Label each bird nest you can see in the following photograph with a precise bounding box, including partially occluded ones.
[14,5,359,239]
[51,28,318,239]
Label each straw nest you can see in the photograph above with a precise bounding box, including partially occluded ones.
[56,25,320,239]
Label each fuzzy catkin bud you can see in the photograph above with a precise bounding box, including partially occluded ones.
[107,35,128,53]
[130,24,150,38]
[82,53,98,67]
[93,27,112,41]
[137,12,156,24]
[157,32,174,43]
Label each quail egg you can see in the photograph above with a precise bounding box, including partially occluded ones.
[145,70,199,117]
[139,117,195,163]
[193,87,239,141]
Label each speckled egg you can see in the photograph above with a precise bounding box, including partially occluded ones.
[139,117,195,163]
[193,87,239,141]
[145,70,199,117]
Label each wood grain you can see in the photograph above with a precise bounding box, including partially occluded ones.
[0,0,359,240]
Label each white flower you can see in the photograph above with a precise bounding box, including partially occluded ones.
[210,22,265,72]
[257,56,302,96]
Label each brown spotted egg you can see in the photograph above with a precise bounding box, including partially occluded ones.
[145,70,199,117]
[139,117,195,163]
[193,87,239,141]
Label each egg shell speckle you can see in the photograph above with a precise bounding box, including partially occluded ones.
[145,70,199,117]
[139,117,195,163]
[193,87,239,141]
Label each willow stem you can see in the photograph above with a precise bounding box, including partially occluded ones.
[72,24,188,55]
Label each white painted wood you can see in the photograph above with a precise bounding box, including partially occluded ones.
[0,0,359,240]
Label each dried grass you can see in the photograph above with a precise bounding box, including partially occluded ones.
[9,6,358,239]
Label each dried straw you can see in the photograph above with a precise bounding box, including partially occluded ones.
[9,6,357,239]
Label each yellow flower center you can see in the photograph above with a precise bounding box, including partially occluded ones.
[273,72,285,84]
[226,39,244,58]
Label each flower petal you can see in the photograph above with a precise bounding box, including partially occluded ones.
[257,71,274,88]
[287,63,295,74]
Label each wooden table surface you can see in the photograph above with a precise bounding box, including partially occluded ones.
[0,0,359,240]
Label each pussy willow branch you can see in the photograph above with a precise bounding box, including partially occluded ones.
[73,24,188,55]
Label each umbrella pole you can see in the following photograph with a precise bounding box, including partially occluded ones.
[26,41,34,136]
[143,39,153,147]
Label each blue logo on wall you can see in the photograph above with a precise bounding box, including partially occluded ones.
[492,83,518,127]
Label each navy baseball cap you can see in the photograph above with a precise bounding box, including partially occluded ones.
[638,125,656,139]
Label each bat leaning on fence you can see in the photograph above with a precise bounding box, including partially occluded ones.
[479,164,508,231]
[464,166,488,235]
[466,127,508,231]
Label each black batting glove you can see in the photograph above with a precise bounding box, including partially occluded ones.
◆ ◆ ◆ ◆ ◆
WHAT IS REQUIRED:
Put the listing above, from its first line up to and including the line containing "[226,39,244,58]", into a Markdown table with the columns Row and Line. Number each line in order and skip any blank lines.

RESPONSE FOR THIS EXERCISE:
| Row | Line |
|---|---|
| 1 | Label each bird nest you can see in the following photograph with a precise bounding box, including partially occluded ones. |
| 2 | [14,5,359,239] |
| 3 | [51,28,318,239] |
| 4 | Label each straw nest you can see in the photograph above with a precise bounding box, including partially occluded ones. |
| 5 | [56,25,320,239] |
| 6 | Label each fuzzy catkin bud you can see in the photograph above with a precise bounding box, including partially occluded ones. |
| 7 | [107,35,128,53] |
| 8 | [130,24,150,38] |
| 9 | [82,53,98,67] |
| 10 | [93,27,112,41] |
| 11 | [137,12,156,24] |
| 12 | [157,32,174,43] |
| 13 | Label each quail egg you can see in the photograph above with a precise bounding box, including partially occluded ones. |
| 14 | [145,70,199,117] |
| 15 | [139,117,195,163] |
| 16 | [193,87,239,141] |
| 17 | Label each speckled egg you can see in the photograph above with a precise bounding box, including partially occluded ones. |
| 18 | [139,117,195,163] |
| 19 | [193,87,239,141] |
| 20 | [145,70,199,117] |
| 21 | Label each wood grain you can see in the photograph above with a precise bounding box, including partially occluded ones. |
| 22 | [0,0,359,240] |
| 23 | Label each white flower you can see in the photograph above with a precise bounding box, including partially occluded ones. |
| 24 | [210,22,265,72] |
| 25 | [257,56,302,96] |
| 26 | Label each brown spotted egg you can see in the photograph above with a precise bounding box, including partially occluded ones. |
| 27 | [145,70,199,117] |
| 28 | [139,117,195,163] |
| 29 | [193,87,239,141] |
| 30 | Label each egg shell speckle you can see in the photograph above with a precise bounding box, including partially occluded ones. |
| 31 | [145,70,199,117] |
| 32 | [139,117,195,163] |
| 33 | [193,87,239,141] |
| 34 | Label each willow stem you can see in the photograph above with a precise bounding box, including partially occluded ones. |
| 35 | [72,24,188,55] |
| 36 | Label each white painted wood you can see in the photograph above with a precise bounding box, including partially occluded ones. |
| 37 | [0,0,359,240] |
| 38 | Label each dried grass you can see in the photograph above with a precise bounding box, including partially occluded ones. |
| 39 | [9,6,358,239] |
| 40 | Label each dried straw you can see in the photograph above with a precise bounding box, including partially occluded ones. |
| 41 | [9,6,357,239] |
| 42 | Label each yellow flower center you can see in the photograph above with a precise bounding box, including partially occluded ones. |
| 43 | [273,72,285,84] |
| 44 | [226,39,244,58] |